Work to be completed :: Below are some records; retype all of them exactly.
▽
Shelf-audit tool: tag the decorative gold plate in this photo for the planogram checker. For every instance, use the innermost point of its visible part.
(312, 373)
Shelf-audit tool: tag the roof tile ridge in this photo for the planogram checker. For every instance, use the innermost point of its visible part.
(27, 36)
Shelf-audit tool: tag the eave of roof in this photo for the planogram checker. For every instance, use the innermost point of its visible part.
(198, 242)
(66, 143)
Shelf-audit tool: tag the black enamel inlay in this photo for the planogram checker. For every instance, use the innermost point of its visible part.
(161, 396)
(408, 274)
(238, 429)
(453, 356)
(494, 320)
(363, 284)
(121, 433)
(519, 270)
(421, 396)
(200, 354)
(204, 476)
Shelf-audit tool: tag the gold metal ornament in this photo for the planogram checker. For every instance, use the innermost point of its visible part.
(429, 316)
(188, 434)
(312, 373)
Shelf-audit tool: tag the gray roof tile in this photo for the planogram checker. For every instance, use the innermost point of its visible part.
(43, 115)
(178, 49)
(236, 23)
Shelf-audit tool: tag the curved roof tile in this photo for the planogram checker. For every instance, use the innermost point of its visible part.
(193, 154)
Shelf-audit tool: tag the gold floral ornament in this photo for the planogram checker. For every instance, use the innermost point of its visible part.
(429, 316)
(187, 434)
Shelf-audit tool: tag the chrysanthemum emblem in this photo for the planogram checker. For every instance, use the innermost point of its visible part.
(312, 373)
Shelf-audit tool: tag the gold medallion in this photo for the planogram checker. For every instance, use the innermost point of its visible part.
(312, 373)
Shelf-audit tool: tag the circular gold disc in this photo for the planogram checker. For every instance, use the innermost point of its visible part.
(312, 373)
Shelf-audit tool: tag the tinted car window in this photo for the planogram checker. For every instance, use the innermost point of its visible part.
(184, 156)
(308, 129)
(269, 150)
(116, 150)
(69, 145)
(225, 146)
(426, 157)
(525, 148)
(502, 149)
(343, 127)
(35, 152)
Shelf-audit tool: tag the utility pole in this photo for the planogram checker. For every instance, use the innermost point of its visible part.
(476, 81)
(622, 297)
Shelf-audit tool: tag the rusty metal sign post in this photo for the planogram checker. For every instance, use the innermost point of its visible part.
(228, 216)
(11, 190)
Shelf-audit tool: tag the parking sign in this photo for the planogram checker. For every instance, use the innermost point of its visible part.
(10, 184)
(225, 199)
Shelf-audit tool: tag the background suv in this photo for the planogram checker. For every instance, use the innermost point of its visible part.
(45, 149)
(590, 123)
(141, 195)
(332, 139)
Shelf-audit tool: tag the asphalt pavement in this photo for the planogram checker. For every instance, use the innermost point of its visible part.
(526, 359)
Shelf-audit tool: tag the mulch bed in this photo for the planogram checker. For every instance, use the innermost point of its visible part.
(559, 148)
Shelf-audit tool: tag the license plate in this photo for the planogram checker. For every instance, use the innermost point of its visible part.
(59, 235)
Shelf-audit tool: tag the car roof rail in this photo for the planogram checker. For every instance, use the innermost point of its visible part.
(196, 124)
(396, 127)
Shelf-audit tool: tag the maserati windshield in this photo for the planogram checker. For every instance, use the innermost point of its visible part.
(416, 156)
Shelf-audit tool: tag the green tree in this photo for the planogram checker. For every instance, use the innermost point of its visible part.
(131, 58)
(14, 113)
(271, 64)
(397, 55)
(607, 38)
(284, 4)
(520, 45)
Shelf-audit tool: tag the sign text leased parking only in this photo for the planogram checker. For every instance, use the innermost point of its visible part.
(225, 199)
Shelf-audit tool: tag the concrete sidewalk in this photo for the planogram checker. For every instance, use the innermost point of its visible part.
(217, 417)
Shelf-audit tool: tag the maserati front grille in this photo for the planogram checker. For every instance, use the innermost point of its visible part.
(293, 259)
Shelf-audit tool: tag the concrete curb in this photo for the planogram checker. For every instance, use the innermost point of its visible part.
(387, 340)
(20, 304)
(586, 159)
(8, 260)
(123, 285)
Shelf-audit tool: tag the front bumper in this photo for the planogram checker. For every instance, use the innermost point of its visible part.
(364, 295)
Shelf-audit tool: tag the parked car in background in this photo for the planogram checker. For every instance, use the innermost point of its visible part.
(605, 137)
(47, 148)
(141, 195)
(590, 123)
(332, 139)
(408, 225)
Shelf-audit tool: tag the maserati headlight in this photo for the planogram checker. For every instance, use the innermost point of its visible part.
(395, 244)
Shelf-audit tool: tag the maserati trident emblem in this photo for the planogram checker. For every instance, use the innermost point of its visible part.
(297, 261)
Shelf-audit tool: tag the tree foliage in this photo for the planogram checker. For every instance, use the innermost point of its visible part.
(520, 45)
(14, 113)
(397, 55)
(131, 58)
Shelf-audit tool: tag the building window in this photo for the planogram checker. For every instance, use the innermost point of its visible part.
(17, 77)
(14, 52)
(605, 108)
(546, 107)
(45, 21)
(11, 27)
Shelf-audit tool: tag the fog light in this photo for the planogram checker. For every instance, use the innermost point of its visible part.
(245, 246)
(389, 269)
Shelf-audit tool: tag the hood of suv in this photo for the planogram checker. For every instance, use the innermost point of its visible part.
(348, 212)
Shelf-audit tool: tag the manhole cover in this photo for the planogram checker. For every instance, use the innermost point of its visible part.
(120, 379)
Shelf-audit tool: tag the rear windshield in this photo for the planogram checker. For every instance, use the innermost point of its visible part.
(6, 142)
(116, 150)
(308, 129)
△
Written response ::
Shelf-audit tool: tag the decorative gold plate in this photo for the planogram checker. For every instance, use the innermost point of its visible part.
(312, 373)
Shelf-audit tool: tag the roof tile ridge in this photo for the planogram checker. For every instance, use the innermost point of its visible part.
(27, 36)
Shelf-audit tool: tag the eave of roof in this photo for the planogram checker. For every instance, use the innermost point of its visible part.
(198, 242)
(66, 143)
Shelf-audit tool: tag the black enamel inlay in this photo for the planogram checker. For every instance, use the innermost point of its visible part.
(161, 396)
(408, 274)
(238, 429)
(453, 356)
(494, 320)
(363, 284)
(121, 433)
(519, 270)
(421, 396)
(200, 354)
(204, 476)
Shelf-audit tool: tag the gold metal ornament in this photo for the planogram checker. For every instance, use the innermost point of its visible part.
(429, 316)
(188, 434)
(312, 373)
Shelf-audit tool: tag the gray roof tile in this photo for the planogram checker. For every instance, use the innermost point of its visible part.
(43, 115)
(178, 49)
(236, 23)
Shelf-audit tool: tag the curved roof tile in this photo for the planogram checker. For every instance, use the innermost point of its visible part.
(193, 154)
Shelf-audit tool: tag the gold floral ornament in this photo for the planogram checker. For every instance, use the innermost point of its visible part.
(429, 316)
(187, 434)
Shelf-audit tool: tag the chrysanthemum emblem in this photo for the planogram checker. For every instance, use the innermost point of its visible part.
(312, 373)
Shelf-audit tool: tag the gold medallion in this photo for the planogram checker. For every instance, use the innermost point of its visible part.
(312, 373)
Shelf-audit tool: tag the circular gold disc in this photo for the planogram checker. For every instance, use the innermost point of its visible part.
(312, 373)
Shelf-audit tool: tag the tinted car window in this photo for the planogram checker. For every instance, use the innermost point of its visible part.
(184, 156)
(308, 129)
(269, 150)
(116, 150)
(69, 145)
(225, 146)
(426, 157)
(525, 148)
(502, 149)
(343, 127)
(35, 152)
Shelf-audit tool: tag the utility pole in this photo for the planogram checker. For every instance, use the innermost point of its visible part.
(476, 81)
(622, 297)
Shelf-audit tool: tag the rusty metal sign post in this photo for the planogram checker. For every instance, use the innermost point of its visible part.
(228, 216)
(11, 190)
Shelf-audit tool: tag the parking sign in this photo for the planogram checker. For every instance, use the innermost point of its visible part.
(10, 184)
(225, 199)
Shelf-audit tool: tag the background suv in this photo for the planogram checker. For every instance, use the innermost point of its visible part.
(45, 149)
(590, 123)
(141, 195)
(332, 139)
Shelf-audit tool: tag the asphalt pavement in this photo for the planogram checker. For every instance, use the innermost point of its visible part.
(526, 359)
Shelf-audit tool: tag the mulch bed in this photo for the planogram checker. For every instance, use the innermost point of its visible part.
(559, 148)
Shelf-audit tool: tag the license plate in this photo for the planogram checker. For every instance, use the innermost point of its visible part.
(59, 235)
Shelf-audit tool: tag the car roof rail in this photo for the planogram checker. For every instance, use the innermost point of its visible part.
(196, 124)
(396, 127)
Shelf-audit tool: tag the maserati windshield in this photo for the planogram checker. For every instance, use the innermost point of its visible part.
(416, 156)
Shelf-audit tool: tag the green tree in this photo for the planogram checker. For every instance, use the innermost point of its visible part.
(131, 58)
(14, 113)
(271, 64)
(397, 55)
(607, 38)
(284, 4)
(520, 45)
Shelf-audit tool: tag the sign text leased parking only in this photo for the planogram checker. For every instance, use the innermost point of its visible part.
(225, 199)
Shelf-audit tool: tag the concrete sidewalk in this photo for the planogram checker. For every instance, use the innermost point of its visible part.
(217, 417)
Shelf-audit tool: tag the maserati front grille in this photo for the planogram checker. For every instance, use the innermost point of its visible part.
(293, 259)
Shelf-audit tool: tag the concrete curb in this photo for the planogram checker. For every instance, use the innermost point of its visible part.
(387, 340)
(20, 304)
(586, 159)
(8, 260)
(123, 285)
Shelf-audit tool: tag the front bumper in this photo for the planogram checker. For every instance, use the innermost point of its visible part.
(364, 295)
Shelf-audit tool: tag the parked car in background in this photo for the planogram checker. For every instance, use the innermost point of its visible part.
(605, 137)
(47, 148)
(141, 195)
(590, 123)
(332, 139)
(408, 225)
Shelf-audit tool: tag the maserati headlight in this photo for the planogram checker. For every instance, use the innermost point of its visible part.
(395, 244)
Shelf-audit tool: tag the maserati trident emblem in this photo for the planogram checker. For every instance, use the innermost point of its visible part.
(297, 261)
Shelf-audit tool: tag the tree foliage in this photo for the planogram checker. For every instance, use the innermost point of its visible part.
(520, 45)
(14, 113)
(397, 55)
(131, 58)
Shelf-audit tool: tag the building window in this photo for the planogram checker. For every instance, use the innermost point of its visible part.
(17, 77)
(14, 52)
(605, 108)
(546, 107)
(45, 21)
(11, 27)
Shelf-audit tool: tag the fog light in this photo for the planogram checker. For every instance, use the innermost point of its visible part.
(245, 246)
(389, 269)
Shelf-audit tool: tag the hood of suv in this photo for the planogram checker. For every instance, use the innermost point of its visible part.
(348, 212)
Shelf-audit tool: tag the manhole cover in this photo for the planogram checker. For every instance, use the innermost point of its visible part.
(120, 379)
Shelf-audit tool: tag the rear windshield in this photo for the planogram checker. For every instance, use the innermost point of its visible part.
(6, 142)
(116, 150)
(308, 129)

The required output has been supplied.